→ TASK DESCRIPTION:
Recast the stretch of the rows below, from the line containing "Expected output: the position of each instance of the dark" through the line containing "(1101, 612)", as a Markdown table with the columns Position and Content. Number each line and skip any blank lines.

→ GIVEN RECORDS:
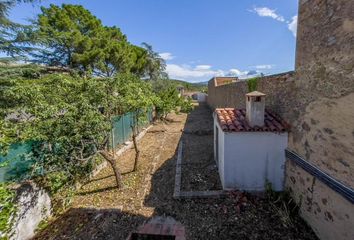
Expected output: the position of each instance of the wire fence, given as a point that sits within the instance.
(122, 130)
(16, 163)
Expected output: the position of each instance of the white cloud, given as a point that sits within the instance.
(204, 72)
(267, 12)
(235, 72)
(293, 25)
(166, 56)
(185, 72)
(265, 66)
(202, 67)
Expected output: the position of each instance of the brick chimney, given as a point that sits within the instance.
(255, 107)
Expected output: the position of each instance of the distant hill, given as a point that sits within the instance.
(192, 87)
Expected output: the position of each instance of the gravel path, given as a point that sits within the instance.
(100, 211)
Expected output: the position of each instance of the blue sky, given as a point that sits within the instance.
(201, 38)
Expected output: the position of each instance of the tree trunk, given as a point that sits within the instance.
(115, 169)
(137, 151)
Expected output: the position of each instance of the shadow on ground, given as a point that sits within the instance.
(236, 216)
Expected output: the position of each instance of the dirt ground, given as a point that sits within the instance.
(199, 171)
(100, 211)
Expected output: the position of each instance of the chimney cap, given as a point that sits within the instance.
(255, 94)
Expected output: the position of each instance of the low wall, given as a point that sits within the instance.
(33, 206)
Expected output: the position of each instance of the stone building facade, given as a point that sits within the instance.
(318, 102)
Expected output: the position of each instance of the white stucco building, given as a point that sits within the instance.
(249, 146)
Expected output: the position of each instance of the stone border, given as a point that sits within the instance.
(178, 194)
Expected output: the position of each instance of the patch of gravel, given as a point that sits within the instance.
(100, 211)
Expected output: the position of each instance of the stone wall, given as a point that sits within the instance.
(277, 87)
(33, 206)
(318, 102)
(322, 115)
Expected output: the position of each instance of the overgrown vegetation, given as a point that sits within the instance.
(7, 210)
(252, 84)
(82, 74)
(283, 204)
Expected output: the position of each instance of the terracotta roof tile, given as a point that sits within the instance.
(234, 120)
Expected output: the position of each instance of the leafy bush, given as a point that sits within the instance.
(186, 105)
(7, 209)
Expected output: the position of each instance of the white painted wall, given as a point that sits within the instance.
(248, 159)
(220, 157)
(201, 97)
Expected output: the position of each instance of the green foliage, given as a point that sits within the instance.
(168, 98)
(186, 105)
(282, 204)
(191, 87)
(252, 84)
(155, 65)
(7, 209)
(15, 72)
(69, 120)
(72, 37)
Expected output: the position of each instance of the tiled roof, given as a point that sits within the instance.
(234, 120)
...
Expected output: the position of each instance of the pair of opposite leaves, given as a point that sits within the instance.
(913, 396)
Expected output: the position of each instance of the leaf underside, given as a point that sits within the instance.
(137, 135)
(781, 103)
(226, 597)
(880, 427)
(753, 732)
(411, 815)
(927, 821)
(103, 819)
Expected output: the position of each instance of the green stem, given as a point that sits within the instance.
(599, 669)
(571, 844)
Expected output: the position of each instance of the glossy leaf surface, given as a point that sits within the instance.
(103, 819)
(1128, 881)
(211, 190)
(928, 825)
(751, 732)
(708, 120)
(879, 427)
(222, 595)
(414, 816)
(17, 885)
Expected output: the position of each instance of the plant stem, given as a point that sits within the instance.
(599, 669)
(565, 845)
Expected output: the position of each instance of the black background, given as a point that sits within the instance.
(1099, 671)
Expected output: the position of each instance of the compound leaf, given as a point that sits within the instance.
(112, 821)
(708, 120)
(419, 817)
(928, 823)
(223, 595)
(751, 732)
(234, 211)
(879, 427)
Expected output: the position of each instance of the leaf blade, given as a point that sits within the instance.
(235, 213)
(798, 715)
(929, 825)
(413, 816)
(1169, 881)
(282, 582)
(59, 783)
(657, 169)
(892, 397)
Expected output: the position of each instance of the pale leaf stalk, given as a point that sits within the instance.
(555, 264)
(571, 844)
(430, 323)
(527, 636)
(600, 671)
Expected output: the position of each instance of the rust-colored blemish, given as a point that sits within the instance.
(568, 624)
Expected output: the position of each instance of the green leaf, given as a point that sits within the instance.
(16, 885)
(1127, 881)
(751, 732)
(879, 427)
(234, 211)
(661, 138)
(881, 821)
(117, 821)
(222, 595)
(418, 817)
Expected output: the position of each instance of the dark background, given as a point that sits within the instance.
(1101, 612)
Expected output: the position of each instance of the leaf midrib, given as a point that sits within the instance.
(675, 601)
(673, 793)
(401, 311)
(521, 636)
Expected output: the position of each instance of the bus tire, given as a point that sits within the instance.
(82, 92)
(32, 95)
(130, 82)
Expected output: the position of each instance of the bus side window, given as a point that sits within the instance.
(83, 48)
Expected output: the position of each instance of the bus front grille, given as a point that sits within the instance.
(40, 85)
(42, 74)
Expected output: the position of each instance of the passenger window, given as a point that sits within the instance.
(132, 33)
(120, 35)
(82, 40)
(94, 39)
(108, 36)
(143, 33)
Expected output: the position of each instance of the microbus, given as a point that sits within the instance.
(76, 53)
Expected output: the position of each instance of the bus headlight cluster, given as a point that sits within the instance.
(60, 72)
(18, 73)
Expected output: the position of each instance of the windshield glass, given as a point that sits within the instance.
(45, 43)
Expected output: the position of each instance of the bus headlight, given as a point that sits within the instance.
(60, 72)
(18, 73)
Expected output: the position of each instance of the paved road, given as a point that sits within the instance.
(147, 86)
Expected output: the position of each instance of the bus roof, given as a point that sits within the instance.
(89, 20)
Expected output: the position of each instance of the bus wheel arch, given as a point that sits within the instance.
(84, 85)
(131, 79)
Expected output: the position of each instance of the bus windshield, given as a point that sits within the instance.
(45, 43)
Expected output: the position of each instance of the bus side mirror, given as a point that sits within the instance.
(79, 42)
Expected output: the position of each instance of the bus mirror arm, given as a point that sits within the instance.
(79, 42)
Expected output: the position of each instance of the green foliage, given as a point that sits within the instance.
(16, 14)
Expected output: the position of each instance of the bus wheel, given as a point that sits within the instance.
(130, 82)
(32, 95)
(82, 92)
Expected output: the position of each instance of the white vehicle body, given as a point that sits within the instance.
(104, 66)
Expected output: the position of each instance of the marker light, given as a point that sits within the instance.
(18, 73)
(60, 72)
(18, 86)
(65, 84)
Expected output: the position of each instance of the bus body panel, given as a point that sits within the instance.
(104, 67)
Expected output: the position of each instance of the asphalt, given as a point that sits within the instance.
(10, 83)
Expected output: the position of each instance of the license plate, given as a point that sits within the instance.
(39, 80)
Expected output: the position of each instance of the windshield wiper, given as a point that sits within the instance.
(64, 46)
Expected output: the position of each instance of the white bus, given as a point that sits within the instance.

→ WORKED ANSWER:
| Position | Content |
|---|---|
| 1 | Expected output: the position of each instance of the dark background, given as a point that sits within the instance. |
| 2 | (1101, 612) |